Dienstag, 19. Juni 2012

John Connolly – Das Buch der verlorenen Dinge

Der Mund des Schützen öffnete sich, und seine Lippen formten Worte, doch es kam kein Ton heraus. Seine Augen fixierten den Jungen. David sah, wie sie sich verengten, als verstünde der Schütze nicht, was gesagt wurde oder was mit ihm geschah, während er dort im Schnee kniete und die Blutlache um ihn herum immer größer wurde.
Dann weiteten sie sich langsam und brachen, als der Tod ihm die Erklärung gab.

Sonntag, 17. Juni 2012

Eric Malpass – Morgens um sieben ist die Welt noch in Ordnung

Morgendämmerung und ein Himmel wie kalter Haferbrei. In den Winkeln des Daches noch ein paar Flecken nassen Schnees.
In dem großen, weitläufigen Haus lag die Familie im sonntagmorgendlichen Winterschlaf, eingekuschelt gegen die Kälte und den kommenden Tag.
Aber Gaylord war gegen Kälte unempfindlich. Der junge Gaylord Pentecost war gegen die meisten Dinge unempfindlich. Gleich nach dem Aufwachen hopste er erst mal ein bisschen auf dem Bett herum. Als ihm das langweilig wurde, zog er die Schlafanzughose auf seine nichtvorhandene Taille herauf und machte sich auf eine Besuchstour durch das Haus.
Zuerst war Opa an der Reihe. In seinem Zimmer war es noch dunkel. Gaylord zog die Vorhänge auf.

• [AUFGABEN]
[A] Wen besucht Gaylord in den Buchauszügen auf seiner Tour durch das Haus als Ersten?
[B] Fasse bitte den Absatz der Buchauszüge, der mit „Aber Gaylord war gegen Kälte unempfindlich“ beginnt, in höchstens zwei Sätzen zusammen.
[C] Schreibe die Buchauszüge nach dem Satz „Gaylord zog die Vorhänge auf“ weiter.

[Auszüge aus Daten mit Punktannotationen]
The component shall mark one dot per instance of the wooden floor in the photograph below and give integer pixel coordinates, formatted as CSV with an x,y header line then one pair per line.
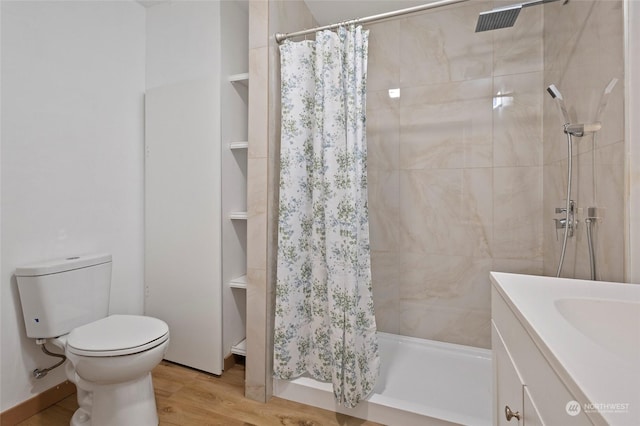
x,y
188,397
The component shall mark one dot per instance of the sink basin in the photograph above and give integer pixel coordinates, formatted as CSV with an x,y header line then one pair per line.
x,y
611,324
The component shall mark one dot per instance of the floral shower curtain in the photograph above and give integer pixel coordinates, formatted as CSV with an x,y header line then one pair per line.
x,y
324,319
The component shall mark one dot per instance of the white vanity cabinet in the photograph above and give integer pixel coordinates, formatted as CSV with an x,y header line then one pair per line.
x,y
523,379
514,404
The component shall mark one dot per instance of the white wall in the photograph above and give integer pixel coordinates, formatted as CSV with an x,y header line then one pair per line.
x,y
183,41
632,74
72,157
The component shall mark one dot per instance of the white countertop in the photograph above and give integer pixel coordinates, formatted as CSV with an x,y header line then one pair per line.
x,y
587,355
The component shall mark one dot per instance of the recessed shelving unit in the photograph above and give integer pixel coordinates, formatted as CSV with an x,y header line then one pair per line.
x,y
240,348
238,215
242,78
239,145
240,282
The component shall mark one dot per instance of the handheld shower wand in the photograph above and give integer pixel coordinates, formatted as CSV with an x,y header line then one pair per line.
x,y
555,94
568,222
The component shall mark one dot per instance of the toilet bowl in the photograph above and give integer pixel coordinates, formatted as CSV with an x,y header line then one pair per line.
x,y
110,361
109,358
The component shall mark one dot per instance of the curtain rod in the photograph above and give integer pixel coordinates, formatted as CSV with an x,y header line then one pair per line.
x,y
280,37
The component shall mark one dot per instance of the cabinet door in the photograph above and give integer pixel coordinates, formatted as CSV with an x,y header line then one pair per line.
x,y
507,384
182,220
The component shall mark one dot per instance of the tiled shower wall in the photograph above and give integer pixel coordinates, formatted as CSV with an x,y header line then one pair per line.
x,y
455,167
456,163
583,51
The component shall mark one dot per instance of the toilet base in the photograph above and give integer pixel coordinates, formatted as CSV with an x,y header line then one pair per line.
x,y
129,403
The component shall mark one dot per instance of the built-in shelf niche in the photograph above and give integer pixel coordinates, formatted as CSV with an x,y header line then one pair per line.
x,y
239,145
242,79
240,348
238,215
240,282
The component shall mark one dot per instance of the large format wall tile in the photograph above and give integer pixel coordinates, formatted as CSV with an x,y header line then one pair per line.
x,y
517,232
517,120
441,46
447,135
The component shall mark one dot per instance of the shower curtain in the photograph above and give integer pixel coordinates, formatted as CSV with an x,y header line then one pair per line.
x,y
324,319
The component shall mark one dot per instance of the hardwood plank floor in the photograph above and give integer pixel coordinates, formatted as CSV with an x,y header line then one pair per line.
x,y
187,397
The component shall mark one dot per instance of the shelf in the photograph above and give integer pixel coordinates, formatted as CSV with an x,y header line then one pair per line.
x,y
239,145
242,79
240,282
240,348
238,215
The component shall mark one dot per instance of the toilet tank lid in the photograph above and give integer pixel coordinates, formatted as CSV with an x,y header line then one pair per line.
x,y
62,265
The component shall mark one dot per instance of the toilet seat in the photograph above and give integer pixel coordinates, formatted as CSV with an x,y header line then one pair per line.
x,y
117,335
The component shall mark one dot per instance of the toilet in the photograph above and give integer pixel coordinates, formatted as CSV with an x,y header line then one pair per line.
x,y
110,357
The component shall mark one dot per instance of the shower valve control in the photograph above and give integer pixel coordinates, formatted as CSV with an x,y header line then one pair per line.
x,y
569,221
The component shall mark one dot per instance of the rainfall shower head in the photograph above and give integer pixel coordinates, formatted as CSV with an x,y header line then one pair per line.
x,y
503,17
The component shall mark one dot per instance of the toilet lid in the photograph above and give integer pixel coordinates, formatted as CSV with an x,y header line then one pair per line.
x,y
117,335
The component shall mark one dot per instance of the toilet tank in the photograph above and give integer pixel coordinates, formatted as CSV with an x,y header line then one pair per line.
x,y
60,295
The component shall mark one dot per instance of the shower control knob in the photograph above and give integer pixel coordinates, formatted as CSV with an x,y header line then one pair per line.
x,y
510,414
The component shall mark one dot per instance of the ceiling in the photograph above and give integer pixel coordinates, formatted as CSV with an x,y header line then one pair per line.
x,y
332,11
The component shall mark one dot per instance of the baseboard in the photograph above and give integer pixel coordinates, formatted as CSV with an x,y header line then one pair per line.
x,y
36,404
231,360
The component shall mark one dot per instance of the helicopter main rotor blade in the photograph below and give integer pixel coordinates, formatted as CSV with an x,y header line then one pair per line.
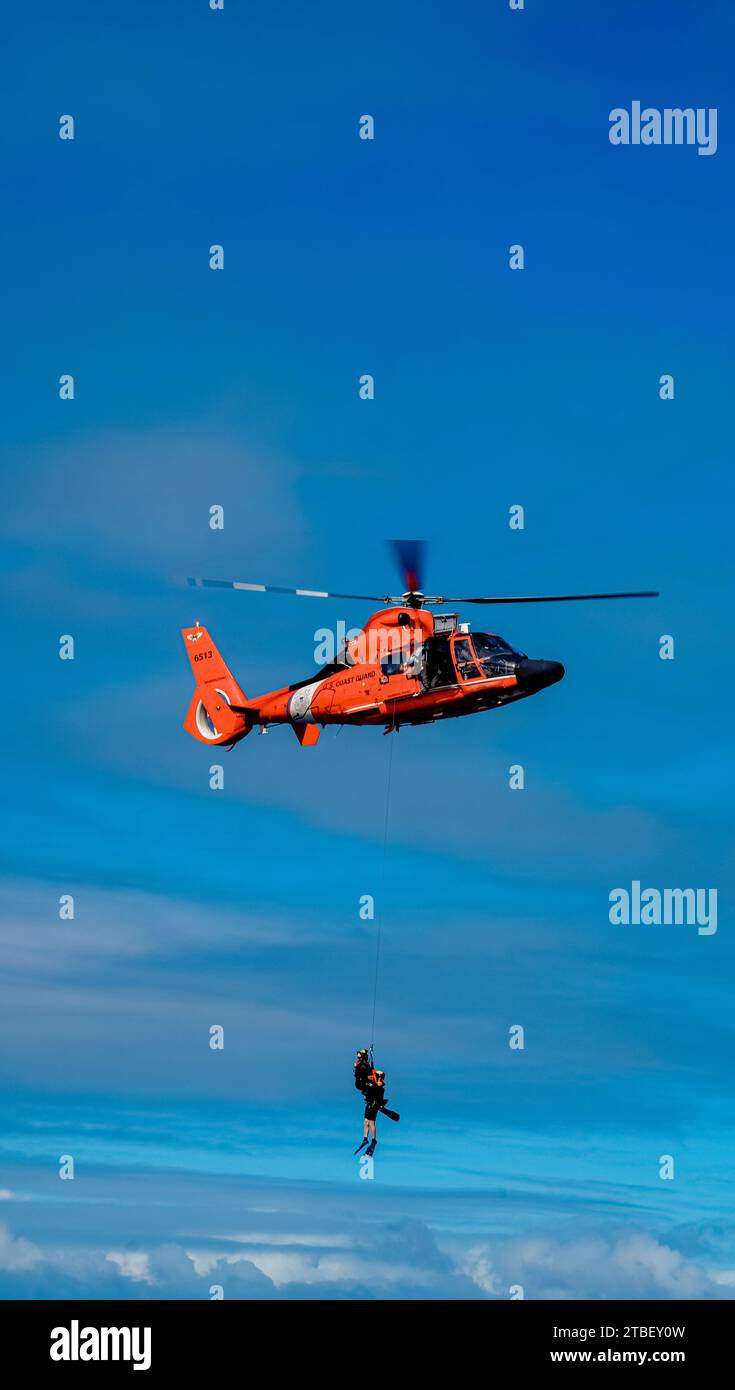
x,y
409,556
278,588
550,598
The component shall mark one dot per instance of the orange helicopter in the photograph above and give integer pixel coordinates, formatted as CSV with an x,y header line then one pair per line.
x,y
405,666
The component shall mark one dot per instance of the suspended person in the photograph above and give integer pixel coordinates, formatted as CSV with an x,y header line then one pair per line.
x,y
374,1094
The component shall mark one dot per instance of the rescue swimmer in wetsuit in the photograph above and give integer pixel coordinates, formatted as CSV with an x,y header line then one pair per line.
x,y
374,1093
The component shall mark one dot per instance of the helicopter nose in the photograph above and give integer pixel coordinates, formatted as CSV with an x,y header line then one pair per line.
x,y
535,676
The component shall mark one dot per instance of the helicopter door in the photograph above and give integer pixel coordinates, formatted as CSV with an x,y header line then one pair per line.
x,y
464,662
438,669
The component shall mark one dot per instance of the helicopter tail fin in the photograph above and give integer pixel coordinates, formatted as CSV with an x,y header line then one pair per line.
x,y
218,712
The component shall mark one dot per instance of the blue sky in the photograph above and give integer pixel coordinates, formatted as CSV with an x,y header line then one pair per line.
x,y
239,908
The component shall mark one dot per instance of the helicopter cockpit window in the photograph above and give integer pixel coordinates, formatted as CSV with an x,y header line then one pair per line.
x,y
467,667
495,655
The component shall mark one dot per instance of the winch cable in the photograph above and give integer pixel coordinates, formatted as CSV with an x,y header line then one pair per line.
x,y
381,900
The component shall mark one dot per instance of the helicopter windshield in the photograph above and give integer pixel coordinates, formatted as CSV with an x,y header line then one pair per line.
x,y
493,653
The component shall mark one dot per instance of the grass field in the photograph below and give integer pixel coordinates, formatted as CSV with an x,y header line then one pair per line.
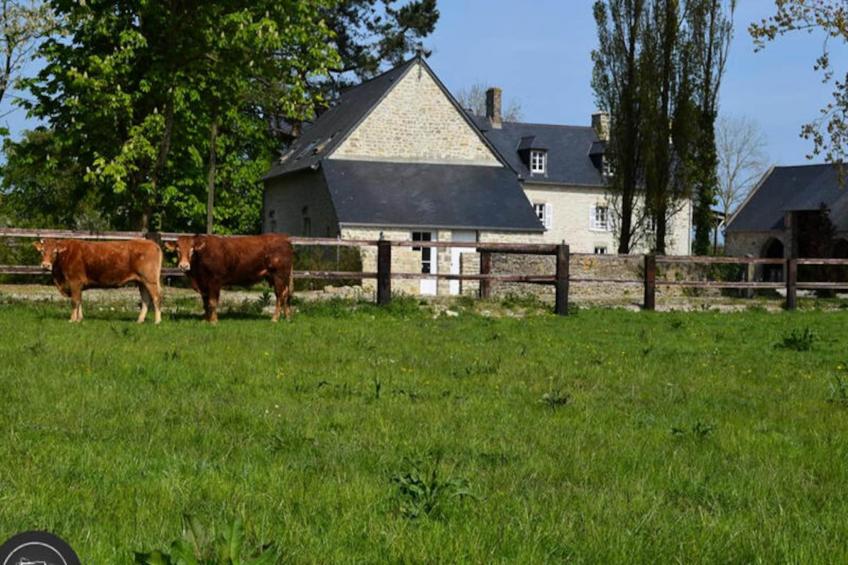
x,y
360,435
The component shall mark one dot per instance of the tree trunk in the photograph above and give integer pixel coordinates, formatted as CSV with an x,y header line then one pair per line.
x,y
210,177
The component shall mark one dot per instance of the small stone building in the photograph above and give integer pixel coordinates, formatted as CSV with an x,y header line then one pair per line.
x,y
780,216
397,156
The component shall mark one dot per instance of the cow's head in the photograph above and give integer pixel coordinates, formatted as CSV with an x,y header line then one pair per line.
x,y
49,249
186,246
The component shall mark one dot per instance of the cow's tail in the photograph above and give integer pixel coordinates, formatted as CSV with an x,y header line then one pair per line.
x,y
158,276
291,285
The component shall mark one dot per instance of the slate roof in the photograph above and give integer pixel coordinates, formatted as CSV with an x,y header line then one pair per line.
x,y
785,189
569,150
320,138
428,195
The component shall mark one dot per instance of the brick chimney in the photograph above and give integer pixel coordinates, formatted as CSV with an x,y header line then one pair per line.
x,y
600,123
493,106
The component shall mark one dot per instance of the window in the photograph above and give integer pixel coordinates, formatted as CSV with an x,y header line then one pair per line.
x,y
307,222
427,255
544,212
538,161
651,224
599,218
606,166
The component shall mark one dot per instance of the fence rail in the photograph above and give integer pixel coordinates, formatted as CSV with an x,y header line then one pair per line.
x,y
560,279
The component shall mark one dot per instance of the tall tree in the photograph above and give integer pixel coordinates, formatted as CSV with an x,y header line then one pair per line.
x,y
740,146
474,98
23,25
133,97
617,86
710,23
669,115
829,132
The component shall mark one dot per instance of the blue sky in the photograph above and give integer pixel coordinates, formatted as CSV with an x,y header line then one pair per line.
x,y
538,51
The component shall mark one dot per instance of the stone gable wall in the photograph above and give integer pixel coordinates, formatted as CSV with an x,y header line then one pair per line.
x,y
416,122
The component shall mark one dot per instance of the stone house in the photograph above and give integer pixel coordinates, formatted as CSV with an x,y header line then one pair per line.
x,y
398,156
776,218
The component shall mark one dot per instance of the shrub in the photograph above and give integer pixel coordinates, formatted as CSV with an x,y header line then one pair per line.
x,y
798,340
197,547
424,492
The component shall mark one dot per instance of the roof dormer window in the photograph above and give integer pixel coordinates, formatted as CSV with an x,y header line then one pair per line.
x,y
538,162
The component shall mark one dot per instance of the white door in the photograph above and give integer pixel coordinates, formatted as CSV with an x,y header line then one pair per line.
x,y
456,252
429,263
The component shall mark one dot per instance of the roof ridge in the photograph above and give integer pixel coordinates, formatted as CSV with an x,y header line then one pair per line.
x,y
376,77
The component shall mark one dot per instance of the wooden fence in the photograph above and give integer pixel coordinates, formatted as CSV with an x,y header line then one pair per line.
x,y
560,279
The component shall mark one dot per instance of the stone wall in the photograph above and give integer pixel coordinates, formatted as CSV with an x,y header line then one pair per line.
x,y
416,122
570,222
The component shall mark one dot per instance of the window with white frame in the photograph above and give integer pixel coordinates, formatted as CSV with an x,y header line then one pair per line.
x,y
651,224
599,218
544,212
538,162
427,254
606,166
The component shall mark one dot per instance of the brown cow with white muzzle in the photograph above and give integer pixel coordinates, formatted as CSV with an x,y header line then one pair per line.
x,y
213,262
79,265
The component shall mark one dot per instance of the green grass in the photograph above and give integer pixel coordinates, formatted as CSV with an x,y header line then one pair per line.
x,y
360,435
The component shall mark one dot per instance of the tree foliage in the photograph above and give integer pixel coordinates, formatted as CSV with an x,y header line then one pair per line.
x,y
829,132
153,111
617,83
740,147
658,69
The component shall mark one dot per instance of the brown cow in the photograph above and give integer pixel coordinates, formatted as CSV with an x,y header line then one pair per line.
x,y
78,265
213,261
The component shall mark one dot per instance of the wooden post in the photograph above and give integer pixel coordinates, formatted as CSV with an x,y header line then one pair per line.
x,y
485,269
384,271
750,276
563,256
791,283
650,282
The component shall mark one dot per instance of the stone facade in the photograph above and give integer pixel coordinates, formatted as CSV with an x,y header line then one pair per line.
x,y
298,203
742,244
571,220
416,122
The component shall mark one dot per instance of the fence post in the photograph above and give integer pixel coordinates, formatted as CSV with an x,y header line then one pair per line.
x,y
650,282
791,283
563,256
384,271
154,236
485,269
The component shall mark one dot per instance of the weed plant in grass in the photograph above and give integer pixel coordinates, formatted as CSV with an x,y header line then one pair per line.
x,y
359,434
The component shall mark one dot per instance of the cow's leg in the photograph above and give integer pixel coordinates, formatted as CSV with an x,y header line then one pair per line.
x,y
76,303
154,300
204,295
214,295
145,302
279,292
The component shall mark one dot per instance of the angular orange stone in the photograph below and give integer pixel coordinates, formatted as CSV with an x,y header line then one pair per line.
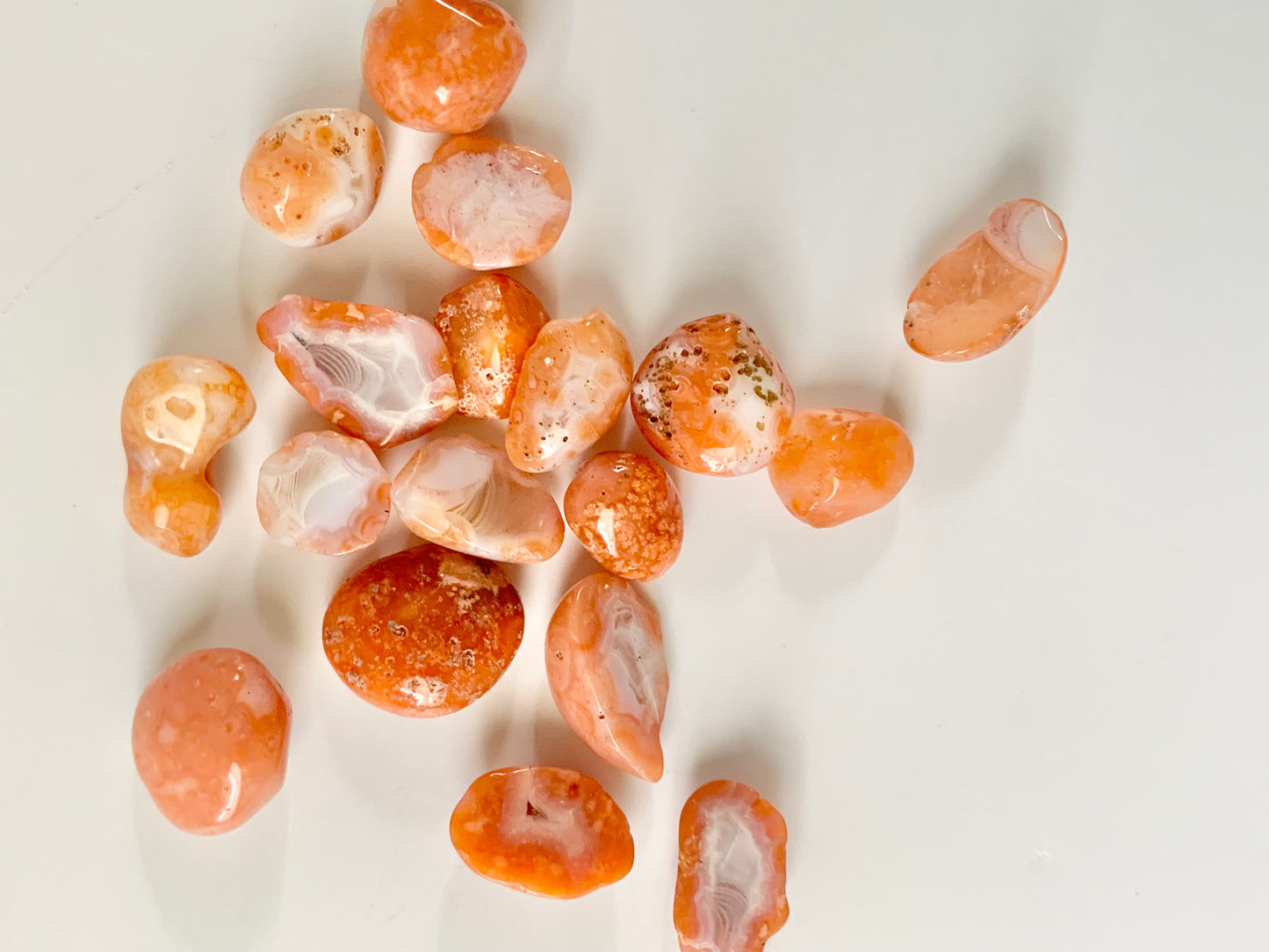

• [LÖSUNGEN]
[A] Zuerst besucht er Opa.

[B] Der junge Gaylord Pentecost war gegen Kälte und die meisten anderen Dinge unempfindlich. Nach dem Aufwachen hopste er auf dem Bett herum, bis es ihm langweilig wurde, zog dann seine Schlafanzughose hoch und machte sich auf eine Besuchstour durch das Haus.

[C]
Die Vorhänge hingen an Messingringen. Wenn andere sie zurückzogen, klapperten sie wie Kastagnetten. Wenn Gaylord sie zurückzog, klang es wie eine Maschinengewehrsalve.
Opa öffnete nicht einmal die Augen. „Verschwinde, zum Teufel noch einmal“, sagte er.
Opa wirkte unter der Bettdecke wie ein massiver, kleiner runder Berg. Gaylord nahm einen Anlauf und landete mitten auf dem Berg. „Ich bin ein Ritter“, schrie er. „Und du bist mein Schlachtross.“
„Ich bin kein Schlachtross“, sagte Opa. „Ich bin ein alter Mann, der seine Ruhe haben will. Herrgott noch mal.“
Neugierig berührte Gaylord mit dem Finger eins der faltigen Augenlider. Er schob das Lid nach oben und betrachtete nachdenklich das gelbe, unheilverkündende Auge. Er ließ das Lid wieder herunterklappen. „Soll ich dir eine Tasse Tee machen?“
„Wenn du recht lange dazu brauchst, ja“, sagte Opa. Gaylord kletterte von ihm herunter. „Geht wie der Blitz“, antwortete er vergnügt.
„Bitte, lass dir Zeit“, sagte Opa.
Gaylord spazierte weiter zu Großtante Marygold. „Willst du eine Tasse Tee haben?“ schrie er von der Tür her.
Aber Großtante Marygold, deren Hörapparat neben der Brille und den falschen Zähnen auf dem Nachttisch lag, verhielt sich mucksmäuschenstill und stellte wieder einmal fest, dass bei solchen Gelegenheiten ihre Taubheit kein Leiden war, sondern sich als Segen und himmlische Zuflucht entpuppte.
Gaylord begab sich zu Tante Rosie. Tante Rosies längliches, blasses Gesicht wirkte auf dem weißen Kissen nur wie ein gelblicher Fleck. Beim Anblick ihres Neffen wurde es keineswegs fröhlicher. „Was liest du denn da?“ fragte Gaylord.
„Ein Buch.“
„Wie heißt es?“
Psychopathologie des Alltags“, sagte Tante Rosie. „Bist du jetzt klüger?“ fragte sie mürrisch.
Wie Kohlen in eine Schütte purzelten die Silben in Gaylords Gehirn und lagen dort in wildem Durcheinander. Er trat dicht an das Bett heran und spähte Tante Rosie über die Schulter.
„Sind Bilder drin?“
„Nein“, sagte Tante Rosie.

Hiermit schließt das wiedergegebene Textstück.